= Activity =
If a line in the data below includes the string "that", please return a copy of it.

= Data extract =
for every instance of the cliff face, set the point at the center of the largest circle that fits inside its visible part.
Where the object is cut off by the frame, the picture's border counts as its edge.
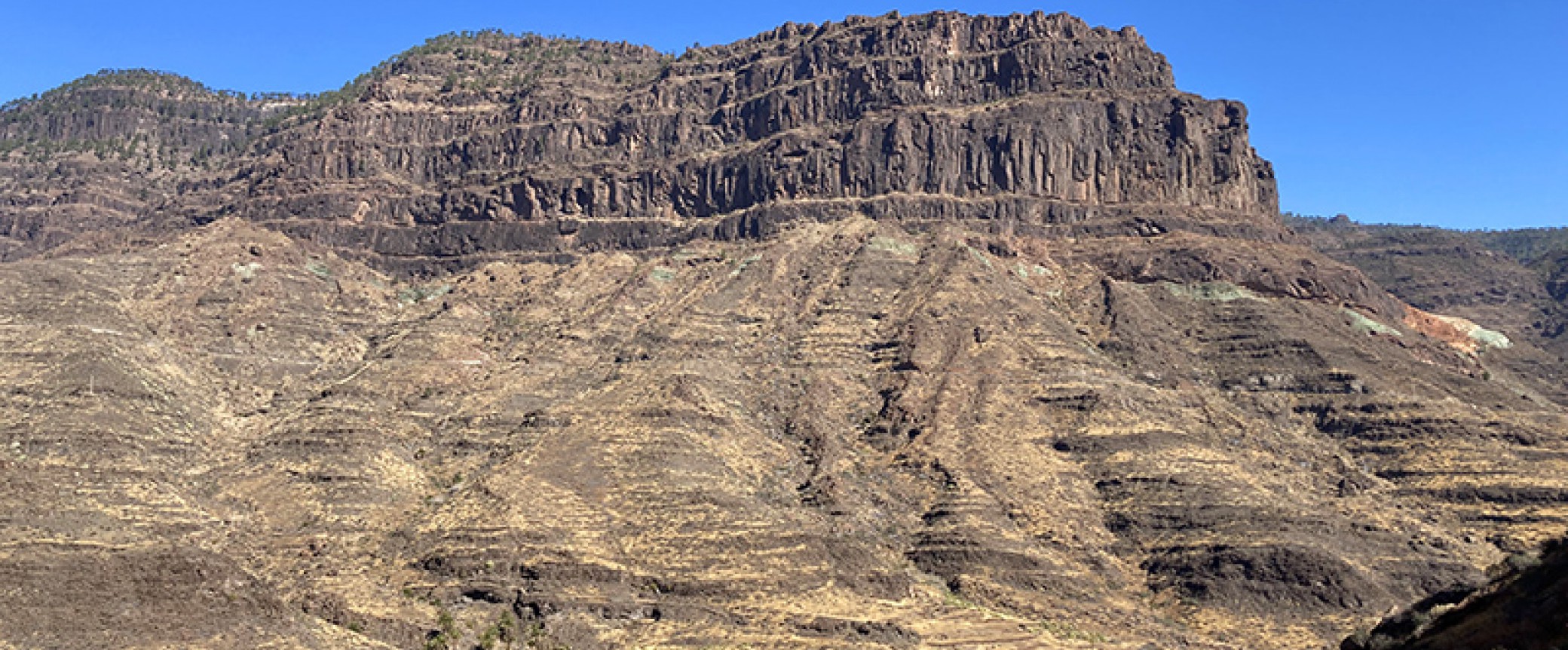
(1032, 121)
(900, 332)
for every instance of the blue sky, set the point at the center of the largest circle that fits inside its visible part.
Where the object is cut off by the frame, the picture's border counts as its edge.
(1438, 112)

= Solution for this task =
for every instance of the cliff face, set the point at the center of the largest circle that fits inside its visible part.
for every instance of the blue sky, set the point at the center of the largest circle that fits inside its visible part.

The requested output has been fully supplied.